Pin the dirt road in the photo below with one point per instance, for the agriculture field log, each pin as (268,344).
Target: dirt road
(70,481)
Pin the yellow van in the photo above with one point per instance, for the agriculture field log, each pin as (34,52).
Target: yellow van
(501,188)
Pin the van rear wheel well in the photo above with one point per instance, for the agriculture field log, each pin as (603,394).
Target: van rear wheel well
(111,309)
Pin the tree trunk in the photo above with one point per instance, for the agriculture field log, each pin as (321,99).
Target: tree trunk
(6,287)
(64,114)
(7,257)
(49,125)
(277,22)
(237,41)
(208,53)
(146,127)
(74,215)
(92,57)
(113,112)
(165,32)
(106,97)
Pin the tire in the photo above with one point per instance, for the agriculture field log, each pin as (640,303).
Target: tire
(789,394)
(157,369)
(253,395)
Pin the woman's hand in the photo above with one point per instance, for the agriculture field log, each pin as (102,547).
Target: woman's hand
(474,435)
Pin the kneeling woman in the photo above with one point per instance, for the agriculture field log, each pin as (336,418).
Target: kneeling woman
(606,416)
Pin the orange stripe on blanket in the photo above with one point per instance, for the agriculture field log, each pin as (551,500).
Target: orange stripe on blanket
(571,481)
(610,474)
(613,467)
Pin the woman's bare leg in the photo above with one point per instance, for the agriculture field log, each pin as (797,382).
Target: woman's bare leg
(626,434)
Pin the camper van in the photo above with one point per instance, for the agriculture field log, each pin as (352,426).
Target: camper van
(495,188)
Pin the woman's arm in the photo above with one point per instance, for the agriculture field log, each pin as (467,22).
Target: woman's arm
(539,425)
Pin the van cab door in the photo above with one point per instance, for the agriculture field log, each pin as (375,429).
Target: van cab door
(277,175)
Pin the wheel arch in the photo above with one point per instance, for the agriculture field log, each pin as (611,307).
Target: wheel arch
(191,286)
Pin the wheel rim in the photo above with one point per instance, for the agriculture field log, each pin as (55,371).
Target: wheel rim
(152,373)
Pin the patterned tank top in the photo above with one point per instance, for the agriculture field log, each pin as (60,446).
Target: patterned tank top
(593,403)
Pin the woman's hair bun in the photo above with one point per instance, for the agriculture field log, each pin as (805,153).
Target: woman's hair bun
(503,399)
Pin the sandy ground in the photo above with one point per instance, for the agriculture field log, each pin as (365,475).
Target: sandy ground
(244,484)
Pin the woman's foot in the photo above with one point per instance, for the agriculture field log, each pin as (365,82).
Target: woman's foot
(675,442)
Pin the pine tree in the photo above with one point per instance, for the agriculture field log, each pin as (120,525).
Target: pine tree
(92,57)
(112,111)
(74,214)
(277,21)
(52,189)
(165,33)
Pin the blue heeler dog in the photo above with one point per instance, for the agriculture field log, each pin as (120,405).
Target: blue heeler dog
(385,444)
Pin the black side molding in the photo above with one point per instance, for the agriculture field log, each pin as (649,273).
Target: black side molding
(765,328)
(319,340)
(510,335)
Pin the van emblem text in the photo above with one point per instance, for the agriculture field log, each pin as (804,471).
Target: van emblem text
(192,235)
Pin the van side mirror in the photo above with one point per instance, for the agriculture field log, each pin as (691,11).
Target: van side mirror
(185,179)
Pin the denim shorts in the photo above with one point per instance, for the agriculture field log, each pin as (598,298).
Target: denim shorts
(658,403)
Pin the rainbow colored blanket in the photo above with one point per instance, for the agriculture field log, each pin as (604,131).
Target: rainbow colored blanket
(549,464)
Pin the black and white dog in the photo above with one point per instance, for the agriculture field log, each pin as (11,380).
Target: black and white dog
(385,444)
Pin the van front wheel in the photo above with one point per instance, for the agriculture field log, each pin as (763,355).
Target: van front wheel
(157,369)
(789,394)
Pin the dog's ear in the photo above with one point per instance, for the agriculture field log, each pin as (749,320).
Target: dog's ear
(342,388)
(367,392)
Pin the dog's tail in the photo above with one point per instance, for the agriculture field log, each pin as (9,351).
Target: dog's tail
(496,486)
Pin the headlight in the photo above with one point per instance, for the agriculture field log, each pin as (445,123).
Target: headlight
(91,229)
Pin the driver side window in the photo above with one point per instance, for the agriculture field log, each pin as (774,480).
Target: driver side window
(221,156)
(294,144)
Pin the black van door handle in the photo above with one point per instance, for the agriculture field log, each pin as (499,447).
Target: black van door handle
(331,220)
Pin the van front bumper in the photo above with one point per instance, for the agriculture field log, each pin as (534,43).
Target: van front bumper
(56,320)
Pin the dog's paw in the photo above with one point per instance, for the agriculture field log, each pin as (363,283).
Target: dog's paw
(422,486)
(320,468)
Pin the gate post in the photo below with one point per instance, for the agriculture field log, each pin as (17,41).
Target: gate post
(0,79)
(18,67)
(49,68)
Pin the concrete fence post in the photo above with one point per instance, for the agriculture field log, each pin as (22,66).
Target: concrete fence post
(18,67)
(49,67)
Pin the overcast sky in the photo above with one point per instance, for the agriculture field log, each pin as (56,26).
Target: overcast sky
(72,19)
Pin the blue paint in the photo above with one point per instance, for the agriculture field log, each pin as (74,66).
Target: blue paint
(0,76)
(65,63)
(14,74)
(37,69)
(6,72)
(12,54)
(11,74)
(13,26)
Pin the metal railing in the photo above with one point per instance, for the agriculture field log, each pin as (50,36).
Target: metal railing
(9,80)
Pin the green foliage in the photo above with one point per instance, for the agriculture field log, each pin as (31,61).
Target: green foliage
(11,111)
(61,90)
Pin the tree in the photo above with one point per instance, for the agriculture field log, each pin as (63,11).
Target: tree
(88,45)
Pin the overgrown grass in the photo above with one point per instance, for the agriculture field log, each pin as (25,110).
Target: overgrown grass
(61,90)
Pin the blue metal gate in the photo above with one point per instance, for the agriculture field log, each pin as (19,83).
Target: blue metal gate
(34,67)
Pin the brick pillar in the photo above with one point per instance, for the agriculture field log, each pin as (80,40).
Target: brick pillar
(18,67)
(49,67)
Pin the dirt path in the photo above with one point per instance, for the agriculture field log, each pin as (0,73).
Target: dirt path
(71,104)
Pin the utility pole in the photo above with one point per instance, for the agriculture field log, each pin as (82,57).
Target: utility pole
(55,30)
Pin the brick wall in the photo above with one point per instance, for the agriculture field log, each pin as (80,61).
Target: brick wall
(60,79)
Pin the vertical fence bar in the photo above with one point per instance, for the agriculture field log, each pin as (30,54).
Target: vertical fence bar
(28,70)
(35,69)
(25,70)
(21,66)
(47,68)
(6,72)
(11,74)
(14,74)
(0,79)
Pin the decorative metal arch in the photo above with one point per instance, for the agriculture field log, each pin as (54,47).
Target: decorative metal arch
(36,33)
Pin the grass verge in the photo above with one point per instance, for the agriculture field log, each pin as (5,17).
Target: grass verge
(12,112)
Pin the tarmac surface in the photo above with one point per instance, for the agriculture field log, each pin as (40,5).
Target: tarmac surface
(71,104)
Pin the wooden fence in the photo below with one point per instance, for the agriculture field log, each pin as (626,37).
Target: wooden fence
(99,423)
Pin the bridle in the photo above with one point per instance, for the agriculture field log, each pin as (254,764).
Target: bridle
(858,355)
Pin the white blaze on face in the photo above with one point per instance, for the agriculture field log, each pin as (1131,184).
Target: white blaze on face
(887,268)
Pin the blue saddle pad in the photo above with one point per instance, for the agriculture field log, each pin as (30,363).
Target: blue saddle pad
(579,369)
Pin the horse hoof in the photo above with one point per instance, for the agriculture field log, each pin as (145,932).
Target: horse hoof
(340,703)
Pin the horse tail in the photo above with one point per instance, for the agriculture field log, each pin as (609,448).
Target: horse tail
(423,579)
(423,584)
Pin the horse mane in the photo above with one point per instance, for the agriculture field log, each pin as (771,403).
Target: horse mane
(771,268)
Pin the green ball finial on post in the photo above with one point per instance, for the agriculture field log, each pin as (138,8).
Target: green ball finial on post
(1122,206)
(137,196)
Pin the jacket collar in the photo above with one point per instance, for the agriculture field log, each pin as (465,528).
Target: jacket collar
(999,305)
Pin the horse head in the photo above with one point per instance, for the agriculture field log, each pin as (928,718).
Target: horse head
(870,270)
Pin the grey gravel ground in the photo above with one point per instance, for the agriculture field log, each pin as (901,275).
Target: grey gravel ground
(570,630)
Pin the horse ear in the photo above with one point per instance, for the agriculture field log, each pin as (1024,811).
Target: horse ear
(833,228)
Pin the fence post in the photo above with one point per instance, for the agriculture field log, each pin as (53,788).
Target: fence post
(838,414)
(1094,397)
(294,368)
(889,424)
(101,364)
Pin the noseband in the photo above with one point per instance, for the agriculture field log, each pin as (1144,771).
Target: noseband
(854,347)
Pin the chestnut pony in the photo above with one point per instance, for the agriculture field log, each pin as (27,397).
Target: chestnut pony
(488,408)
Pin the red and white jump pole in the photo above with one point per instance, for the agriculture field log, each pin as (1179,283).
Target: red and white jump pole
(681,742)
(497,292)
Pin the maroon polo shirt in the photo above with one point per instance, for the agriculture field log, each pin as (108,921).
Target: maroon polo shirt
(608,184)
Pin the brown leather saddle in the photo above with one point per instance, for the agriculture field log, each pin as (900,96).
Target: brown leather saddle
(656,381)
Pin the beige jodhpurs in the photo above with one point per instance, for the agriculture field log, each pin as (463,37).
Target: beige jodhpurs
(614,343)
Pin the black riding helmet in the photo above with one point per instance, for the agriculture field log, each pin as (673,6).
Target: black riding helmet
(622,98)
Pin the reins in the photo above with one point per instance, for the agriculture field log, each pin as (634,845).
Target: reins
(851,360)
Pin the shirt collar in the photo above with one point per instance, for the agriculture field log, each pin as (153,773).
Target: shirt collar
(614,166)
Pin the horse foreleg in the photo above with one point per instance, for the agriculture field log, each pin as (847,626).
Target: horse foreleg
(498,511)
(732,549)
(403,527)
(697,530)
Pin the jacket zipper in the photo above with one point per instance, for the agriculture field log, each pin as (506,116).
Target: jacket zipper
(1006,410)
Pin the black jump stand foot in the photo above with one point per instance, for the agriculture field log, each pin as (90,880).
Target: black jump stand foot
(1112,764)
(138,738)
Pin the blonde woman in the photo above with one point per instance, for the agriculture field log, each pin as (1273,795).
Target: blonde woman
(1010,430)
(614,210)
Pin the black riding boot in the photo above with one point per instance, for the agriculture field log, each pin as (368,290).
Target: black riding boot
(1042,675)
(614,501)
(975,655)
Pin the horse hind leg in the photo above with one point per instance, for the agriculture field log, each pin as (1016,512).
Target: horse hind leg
++++
#### [Work instructions]
All lines from the one that contains "Pin the horse foreleg" through the end of the material are to be quoted exactly, with both ends included.

#### [Response]
Pin the horse foreleg in the photo above with one point per instance, for the agriculture field log, each pin as (847,626).
Target: horse foreleg
(498,511)
(732,549)
(403,527)
(697,530)
Pin the jacket zipper in the photo above with one point per instance, for the agriculture field log, each pin as (506,116).
Target: jacket zipper
(1006,410)
Pin the black jump stand foot in the photo above with one point per instance, for the agriculture field log, each pin as (90,880).
Target: black jump stand foot
(1112,764)
(138,738)
Pin the blonde woman in the photo above with one point per instance, for the agriculture field log, each pin as (1273,795).
Target: blonde woman
(1010,430)
(614,210)
Pin the black riding boot in the photo above with one point per instance, for the agriculture field log, each pin as (368,290).
Target: black riding boot
(1042,675)
(614,501)
(975,655)
Pin the horse hind leg in the photo above with one point per instance, for the agriculture field log, each pin as (1016,512).
Target: horse hind leg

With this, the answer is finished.